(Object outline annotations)
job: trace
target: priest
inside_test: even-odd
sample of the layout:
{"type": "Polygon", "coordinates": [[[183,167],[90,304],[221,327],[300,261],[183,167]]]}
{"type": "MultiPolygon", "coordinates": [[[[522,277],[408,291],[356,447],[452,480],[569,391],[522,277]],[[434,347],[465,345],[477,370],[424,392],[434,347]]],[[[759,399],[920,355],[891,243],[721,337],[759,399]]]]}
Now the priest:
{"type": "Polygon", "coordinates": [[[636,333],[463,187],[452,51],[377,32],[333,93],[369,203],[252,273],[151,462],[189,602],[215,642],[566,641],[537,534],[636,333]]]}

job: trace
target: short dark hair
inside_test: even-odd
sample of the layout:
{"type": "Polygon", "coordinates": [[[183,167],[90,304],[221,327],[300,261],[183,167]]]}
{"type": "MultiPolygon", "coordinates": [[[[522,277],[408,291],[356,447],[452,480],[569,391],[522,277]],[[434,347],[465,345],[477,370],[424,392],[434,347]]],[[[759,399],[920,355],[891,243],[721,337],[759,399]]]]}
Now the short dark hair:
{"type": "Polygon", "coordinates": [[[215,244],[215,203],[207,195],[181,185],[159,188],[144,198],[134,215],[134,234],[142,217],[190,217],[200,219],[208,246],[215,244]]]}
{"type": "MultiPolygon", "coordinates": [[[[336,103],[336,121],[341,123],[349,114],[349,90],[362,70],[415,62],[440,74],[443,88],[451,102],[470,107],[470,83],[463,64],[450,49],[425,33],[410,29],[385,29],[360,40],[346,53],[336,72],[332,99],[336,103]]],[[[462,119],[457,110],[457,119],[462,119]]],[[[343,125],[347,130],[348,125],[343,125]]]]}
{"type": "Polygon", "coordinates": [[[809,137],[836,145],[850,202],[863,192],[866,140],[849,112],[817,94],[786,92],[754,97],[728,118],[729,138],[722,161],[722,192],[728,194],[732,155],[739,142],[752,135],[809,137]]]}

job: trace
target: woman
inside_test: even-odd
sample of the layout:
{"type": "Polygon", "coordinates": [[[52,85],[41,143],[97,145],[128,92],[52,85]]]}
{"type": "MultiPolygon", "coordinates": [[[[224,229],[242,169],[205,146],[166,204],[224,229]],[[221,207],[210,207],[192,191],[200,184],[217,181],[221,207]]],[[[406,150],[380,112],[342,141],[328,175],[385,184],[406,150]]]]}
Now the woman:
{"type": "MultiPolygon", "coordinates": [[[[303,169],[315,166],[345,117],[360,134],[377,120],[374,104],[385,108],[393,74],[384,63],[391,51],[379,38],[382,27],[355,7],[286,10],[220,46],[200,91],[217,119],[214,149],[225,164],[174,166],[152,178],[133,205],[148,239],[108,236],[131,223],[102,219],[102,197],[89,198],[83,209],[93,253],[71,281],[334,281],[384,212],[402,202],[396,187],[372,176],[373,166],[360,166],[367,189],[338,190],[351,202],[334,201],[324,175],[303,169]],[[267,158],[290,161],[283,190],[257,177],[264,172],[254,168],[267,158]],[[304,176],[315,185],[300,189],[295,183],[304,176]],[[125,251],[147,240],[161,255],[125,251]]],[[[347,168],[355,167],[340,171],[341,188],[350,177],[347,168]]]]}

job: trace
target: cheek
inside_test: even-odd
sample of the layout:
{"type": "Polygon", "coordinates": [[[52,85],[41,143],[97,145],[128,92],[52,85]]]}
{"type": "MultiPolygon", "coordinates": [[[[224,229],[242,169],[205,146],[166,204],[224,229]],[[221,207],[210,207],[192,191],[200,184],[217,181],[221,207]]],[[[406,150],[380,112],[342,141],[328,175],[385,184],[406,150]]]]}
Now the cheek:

**WHAT IS REQUIRED:**
How many lines in the data above contain the string "dark"? Case counts. Reply with the number only.

**THE REPLY:**
2